[INPUT DATA]
•••••

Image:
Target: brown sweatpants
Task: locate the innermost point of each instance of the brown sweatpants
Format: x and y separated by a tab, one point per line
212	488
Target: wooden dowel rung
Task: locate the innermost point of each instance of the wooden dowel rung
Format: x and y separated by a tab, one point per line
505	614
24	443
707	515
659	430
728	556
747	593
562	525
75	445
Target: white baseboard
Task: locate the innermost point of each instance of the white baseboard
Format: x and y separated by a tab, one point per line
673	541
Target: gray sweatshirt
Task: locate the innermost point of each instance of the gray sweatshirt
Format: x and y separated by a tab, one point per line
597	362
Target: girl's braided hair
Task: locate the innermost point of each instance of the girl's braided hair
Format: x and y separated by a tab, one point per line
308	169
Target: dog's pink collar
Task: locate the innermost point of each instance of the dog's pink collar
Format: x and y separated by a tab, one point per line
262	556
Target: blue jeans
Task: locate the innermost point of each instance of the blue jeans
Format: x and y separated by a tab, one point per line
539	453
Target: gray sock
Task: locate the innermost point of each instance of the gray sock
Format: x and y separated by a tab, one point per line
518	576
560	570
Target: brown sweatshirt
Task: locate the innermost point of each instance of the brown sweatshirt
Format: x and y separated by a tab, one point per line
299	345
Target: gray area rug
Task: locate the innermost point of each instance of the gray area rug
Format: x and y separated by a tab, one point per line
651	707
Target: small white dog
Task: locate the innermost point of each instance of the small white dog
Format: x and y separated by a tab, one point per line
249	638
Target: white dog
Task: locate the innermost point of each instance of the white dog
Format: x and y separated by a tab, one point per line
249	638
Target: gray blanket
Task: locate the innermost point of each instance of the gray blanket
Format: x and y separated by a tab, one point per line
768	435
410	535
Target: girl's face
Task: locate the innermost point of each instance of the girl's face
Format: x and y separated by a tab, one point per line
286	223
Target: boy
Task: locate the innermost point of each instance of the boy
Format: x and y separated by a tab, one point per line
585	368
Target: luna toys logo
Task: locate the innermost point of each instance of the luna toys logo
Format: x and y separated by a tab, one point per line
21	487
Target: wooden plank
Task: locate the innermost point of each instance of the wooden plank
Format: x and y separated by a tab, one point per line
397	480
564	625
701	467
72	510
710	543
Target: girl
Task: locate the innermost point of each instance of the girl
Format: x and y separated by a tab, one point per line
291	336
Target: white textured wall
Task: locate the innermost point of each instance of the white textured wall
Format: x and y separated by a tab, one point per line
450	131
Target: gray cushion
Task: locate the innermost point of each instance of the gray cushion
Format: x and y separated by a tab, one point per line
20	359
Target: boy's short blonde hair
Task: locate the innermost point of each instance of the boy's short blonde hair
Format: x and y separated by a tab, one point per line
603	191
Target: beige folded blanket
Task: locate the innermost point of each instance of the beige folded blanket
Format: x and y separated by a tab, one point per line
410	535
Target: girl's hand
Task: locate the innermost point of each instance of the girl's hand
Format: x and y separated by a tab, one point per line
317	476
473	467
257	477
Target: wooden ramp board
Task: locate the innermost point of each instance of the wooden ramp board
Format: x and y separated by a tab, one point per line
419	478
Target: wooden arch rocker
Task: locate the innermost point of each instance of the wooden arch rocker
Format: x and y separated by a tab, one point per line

•••••

[WHAT THE TASK ASKS] Repeat exactly, and only, the lines from the one containing "Target: gray cushion" through the end of the material.

[FINISHED EXERCISE]
Target: gray cushion
Task: locate the innermost point of each instance of the gray cushion
Format: x and y separated by a tab, one point per line
20	359
Target: boy's short blonde hair
Task: locate the innermost point of each instance of the boy's short blonde hair
Format: x and y separated by a tab, one point per line
603	191
Target: beige folded blanket
Task: locate the innermost point of each instance of the beige folded blanket
Format: x and y separated by a tab, one point per line
410	535
Target: girl's hand
Task: locate the innermost point of each instance of the girl's hand
Format: x and y separated by a tab, one point per line
317	476
473	467
257	477
Target: wooden ramp board
Task: locate the innermost point of each instance of the wooden ramp board
Format: x and y separated by a tab, one point per line
419	478
Target: wooden arch rocker
Task: locate the innermost point of each instance of the wooden arch rocker
Format: x and y separated by a tab, one point per line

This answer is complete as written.